### Set task
Pick up the piece on mantra chanting after its final sentence and keep writing it in the same voice.

[Start of Text block]

There are moments in class when something shifts.
Not dramatically. Not suddenly. But you can feel it. The room becomes quieter. Shoulders drop. Breath deepens. And it doesn't happen because everyone is trying harder. It happens because we are chanting together.
I have been watching this for over 15 years. And science is beginning to catch up with what we have long felt in our bodies.
What happens in your body when you chant a mantra?
Chanting is not a spiritual add-on. It is a physical process with a direct effect on your nervous system.
When you chant a mantra, your breath naturally slows down. Long exhales activate the parasympathetic nervous system, the part responsible for rest, recovery, and regeneration. The same state we reach after a good night's sleep or a long walk in nature.
At the same time, vibration is created. In the chest. In the palate. In the skull. This vibration stimulates the vagus nerve, one of the most important nerves in the body, regulating the heart, lungs, and digestion, and directly connected to our stress response. When we chant, we are not just making sound. We are speaking directly to the nervous system.
And then there is the repetition. Repeating a mantra gives the mind something to hold onto. Thoughts circle less. Attention returns again and again. Not through willpower, but through sound.
In short:
Breath slows down and the nervous system settles
Vibration activates the vagus nerve and stress releases
Repetition anchors the mind and thoughts grow quieter
Chanting together creates connection and you feel less alone
Does mantra actually require belief?
This is perhaps what I hear most often: "I feel strange doing it. I don't really believe in it."
And I always say: it doesn't need belief. Only willingness.
The breath slows whether you believe it or not. The vibration happens whether you are convinced or not. The body responds to sound. That is physiology, not faith.

[End of Text block]
[Start of Items]

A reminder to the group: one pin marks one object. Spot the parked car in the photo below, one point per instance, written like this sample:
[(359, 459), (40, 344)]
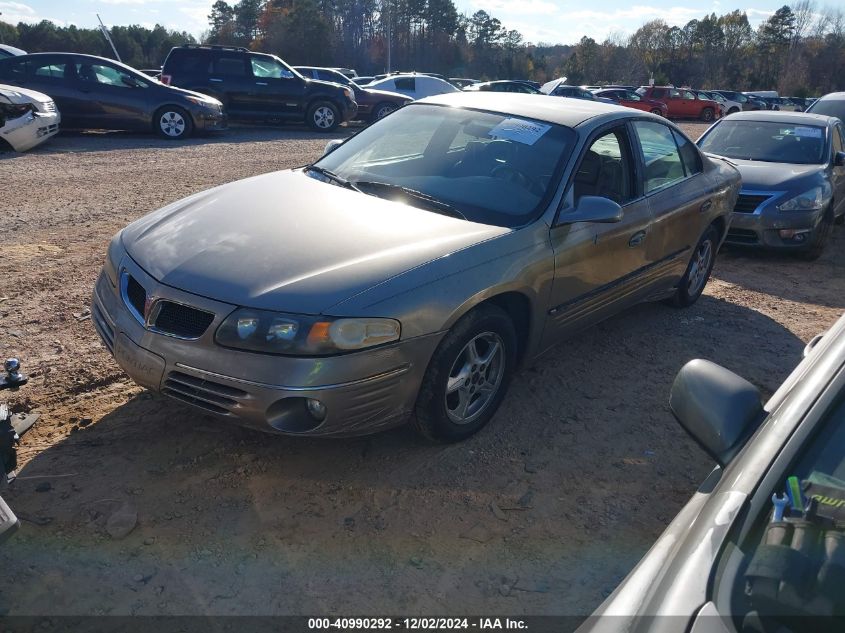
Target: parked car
[(682, 103), (832, 104), (502, 86), (793, 177), (731, 560), (10, 51), (258, 87), (462, 82), (728, 106), (417, 86), (27, 118), (748, 103), (372, 104), (631, 99), (98, 93), (469, 232)]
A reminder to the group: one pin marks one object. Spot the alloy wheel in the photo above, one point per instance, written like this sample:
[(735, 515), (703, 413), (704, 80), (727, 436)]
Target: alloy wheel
[(324, 117), (700, 267), (475, 377)]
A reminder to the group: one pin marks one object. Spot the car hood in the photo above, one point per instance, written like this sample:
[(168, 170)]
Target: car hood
[(286, 241), (13, 94), (761, 175)]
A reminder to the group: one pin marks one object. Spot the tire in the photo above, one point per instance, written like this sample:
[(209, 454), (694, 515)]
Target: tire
[(382, 110), (452, 403), (698, 270), (820, 237), (173, 123), (323, 116)]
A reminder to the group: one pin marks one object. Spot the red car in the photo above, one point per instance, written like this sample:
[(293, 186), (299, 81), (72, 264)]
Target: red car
[(631, 99), (682, 104)]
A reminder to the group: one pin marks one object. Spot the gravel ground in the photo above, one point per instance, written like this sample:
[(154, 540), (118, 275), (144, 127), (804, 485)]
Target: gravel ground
[(543, 512)]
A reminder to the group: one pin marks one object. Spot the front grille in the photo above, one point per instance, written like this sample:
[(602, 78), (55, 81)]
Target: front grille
[(748, 203), (136, 294), (742, 236), (206, 394), (180, 320)]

[End of Items]

### Task response
What changes over time is trust. In the practice. In your own inner sound. In what arises when you stop doing and start listening.
Two mantras worth knowing
Every mantra works differently.
Sat Nam is the most fundamental. Sat means truth. Nam means identity. Together: truth is my identity. It is used in almost every Kundalini class, often with the breath. Sat on the inhale, Nam on the exhale. Simple. Direct. And quietly powerful. It brings you back to what is real when the mind wants to take you somewhere else.
Wahe Guru is something else entirely. It is not a statement. It is an expression of wonder, the feeling of moving from darkness into light, from confusion into clarity. You do not need to understand it intellectually. You chant it, and something in the body recognises it anyway.
Both carry their own quality. Sat Nam grounds. Wahe Guru opens.
Start with one. Stay with it long enough to feel something shift.
Who is Naad Yoga for?
Naad Yoga is for anyone who has felt that sound is more than a side element of their practice. It is a structured approach to working with mantra, vibration, and breath, rooted in the Sikh tradition and taught for thousands of years as a direct path to clarity and inner stillness.
You do not need to be a singer. You do not need prior experience with sound work. You need only the willingness to listen.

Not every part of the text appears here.